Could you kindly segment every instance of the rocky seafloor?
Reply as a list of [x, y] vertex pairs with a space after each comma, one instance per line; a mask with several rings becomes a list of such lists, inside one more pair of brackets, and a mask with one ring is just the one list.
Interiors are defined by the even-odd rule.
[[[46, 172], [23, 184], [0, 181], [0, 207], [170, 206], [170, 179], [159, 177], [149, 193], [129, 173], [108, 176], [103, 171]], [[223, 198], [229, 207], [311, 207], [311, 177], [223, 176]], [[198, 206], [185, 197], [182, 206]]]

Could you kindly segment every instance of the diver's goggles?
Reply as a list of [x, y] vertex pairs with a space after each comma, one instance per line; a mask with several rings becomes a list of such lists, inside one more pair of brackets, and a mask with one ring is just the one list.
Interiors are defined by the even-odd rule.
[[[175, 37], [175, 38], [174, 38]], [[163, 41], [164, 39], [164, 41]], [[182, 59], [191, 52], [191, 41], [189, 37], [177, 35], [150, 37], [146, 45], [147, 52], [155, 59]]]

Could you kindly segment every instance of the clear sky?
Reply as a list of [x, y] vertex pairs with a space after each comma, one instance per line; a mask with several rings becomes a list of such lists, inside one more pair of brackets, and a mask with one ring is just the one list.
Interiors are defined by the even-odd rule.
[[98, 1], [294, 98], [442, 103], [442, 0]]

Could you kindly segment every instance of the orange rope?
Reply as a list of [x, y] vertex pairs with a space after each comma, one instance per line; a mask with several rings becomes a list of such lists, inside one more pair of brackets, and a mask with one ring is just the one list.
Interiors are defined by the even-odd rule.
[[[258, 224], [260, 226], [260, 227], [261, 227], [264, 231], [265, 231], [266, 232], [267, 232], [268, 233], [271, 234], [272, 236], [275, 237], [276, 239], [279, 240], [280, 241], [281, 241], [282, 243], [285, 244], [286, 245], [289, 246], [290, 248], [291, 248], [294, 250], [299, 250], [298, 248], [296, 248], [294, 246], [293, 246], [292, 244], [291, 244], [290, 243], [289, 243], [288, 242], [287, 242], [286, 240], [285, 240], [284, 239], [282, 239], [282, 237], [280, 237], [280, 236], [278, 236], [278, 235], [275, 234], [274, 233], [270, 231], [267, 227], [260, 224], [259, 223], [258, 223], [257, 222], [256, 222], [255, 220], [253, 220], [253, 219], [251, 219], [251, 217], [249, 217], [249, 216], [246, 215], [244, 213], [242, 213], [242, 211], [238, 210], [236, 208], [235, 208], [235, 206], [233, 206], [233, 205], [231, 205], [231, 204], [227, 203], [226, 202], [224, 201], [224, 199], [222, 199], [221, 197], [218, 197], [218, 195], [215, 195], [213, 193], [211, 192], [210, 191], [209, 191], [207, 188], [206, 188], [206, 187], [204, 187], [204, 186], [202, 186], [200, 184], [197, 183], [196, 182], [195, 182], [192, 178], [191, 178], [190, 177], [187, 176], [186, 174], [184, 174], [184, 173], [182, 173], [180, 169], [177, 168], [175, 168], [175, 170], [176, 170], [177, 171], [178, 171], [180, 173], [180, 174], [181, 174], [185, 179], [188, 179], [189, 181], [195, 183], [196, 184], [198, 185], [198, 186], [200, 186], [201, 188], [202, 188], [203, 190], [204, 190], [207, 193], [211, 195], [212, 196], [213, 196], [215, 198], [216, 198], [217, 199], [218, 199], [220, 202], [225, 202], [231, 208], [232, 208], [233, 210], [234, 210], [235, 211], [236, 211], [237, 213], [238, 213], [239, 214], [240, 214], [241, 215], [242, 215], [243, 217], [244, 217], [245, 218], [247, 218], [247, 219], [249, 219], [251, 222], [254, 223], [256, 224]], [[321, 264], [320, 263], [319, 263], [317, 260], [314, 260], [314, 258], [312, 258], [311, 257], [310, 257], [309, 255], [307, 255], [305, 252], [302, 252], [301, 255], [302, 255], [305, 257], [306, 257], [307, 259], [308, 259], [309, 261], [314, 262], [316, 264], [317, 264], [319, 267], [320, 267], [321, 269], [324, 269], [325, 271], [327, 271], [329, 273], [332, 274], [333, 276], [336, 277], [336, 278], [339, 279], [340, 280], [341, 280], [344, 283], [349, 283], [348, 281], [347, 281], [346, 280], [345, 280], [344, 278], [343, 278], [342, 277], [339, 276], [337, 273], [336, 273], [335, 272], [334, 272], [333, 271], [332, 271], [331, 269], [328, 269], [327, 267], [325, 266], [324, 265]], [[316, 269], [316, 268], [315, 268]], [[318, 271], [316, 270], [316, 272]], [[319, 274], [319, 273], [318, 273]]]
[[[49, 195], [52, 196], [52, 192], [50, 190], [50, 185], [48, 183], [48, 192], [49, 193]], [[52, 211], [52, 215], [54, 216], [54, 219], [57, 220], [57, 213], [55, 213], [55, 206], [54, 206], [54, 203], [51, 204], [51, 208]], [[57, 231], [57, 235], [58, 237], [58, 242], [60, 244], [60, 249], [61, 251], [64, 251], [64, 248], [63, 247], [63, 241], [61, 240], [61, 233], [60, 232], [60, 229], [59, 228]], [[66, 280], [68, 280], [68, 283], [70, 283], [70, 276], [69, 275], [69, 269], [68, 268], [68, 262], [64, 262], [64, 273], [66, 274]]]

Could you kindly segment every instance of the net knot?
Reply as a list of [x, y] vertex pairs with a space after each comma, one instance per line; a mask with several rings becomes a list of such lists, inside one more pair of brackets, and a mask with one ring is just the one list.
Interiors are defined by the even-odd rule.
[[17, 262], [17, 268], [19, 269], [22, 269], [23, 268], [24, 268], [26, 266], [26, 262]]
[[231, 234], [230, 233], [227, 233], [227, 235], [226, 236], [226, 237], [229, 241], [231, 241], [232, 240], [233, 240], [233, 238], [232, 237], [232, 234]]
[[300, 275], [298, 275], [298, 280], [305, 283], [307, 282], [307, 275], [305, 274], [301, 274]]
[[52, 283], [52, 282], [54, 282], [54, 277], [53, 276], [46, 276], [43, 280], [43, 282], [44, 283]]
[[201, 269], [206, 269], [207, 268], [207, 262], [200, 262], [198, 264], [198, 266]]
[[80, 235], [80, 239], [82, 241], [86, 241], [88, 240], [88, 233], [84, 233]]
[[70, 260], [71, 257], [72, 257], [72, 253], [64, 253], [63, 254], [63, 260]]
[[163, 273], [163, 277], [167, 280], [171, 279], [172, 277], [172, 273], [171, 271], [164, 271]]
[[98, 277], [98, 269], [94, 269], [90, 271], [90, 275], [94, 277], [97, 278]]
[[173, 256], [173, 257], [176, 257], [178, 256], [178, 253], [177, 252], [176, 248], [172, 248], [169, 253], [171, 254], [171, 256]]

> [WHAT THE TASK REQUIRES] Could you recast the lines above, from the line with "Could you kindly segment every instance of the clear" to the line with "[[98, 1], [294, 98], [442, 103], [442, 0]]", both included, as a Markdown table with the columns Row and Line, numbering each row and leaving out any blank lines?

> [WRITTEN RESPONSE]
| Row | Line |
|---|---|
| 1 | Could you kindly segment every instance of the clear sky? |
| 2 | Reply as a list of [x, y] vertex pairs with a space after each comma, one instance per line; a mask with several rings becomes a list of such lists, inside one more pair of brackets, and a mask with one ring is just the one list. |
| 3 | Interiors are defined by the even-odd rule. |
| 4 | [[98, 1], [294, 98], [442, 103], [442, 0]] |